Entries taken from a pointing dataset
[START]
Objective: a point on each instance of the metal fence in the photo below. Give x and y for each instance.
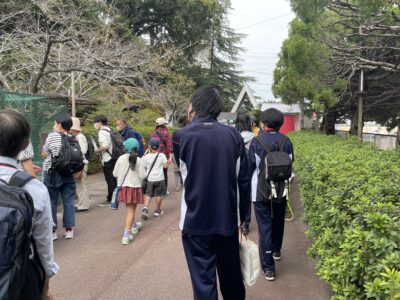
(381, 141)
(40, 110)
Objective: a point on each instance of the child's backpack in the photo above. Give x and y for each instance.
(140, 139)
(117, 142)
(90, 153)
(18, 256)
(69, 159)
(273, 181)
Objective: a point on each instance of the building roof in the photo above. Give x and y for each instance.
(284, 108)
(246, 91)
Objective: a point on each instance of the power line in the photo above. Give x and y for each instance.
(265, 21)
[END]
* REQUEST:
Can you reproduce all of the rows above word for word, leaving out the pictures?

* SOLUTION:
Objective: a point on each instance of the metal fence in the photo below. Give x and y for each instance.
(381, 141)
(40, 110)
Objective: a point on each instance of the child's backpack in the photo above. Give x and y for each instance.
(140, 139)
(117, 142)
(90, 153)
(18, 256)
(69, 159)
(273, 181)
Objective: a point on each instance of the building roof in the photo above. Give x and y for each instance.
(284, 108)
(246, 91)
Objective: a point on each instance of the power line in the photo above. Give x and y for each instance.
(265, 21)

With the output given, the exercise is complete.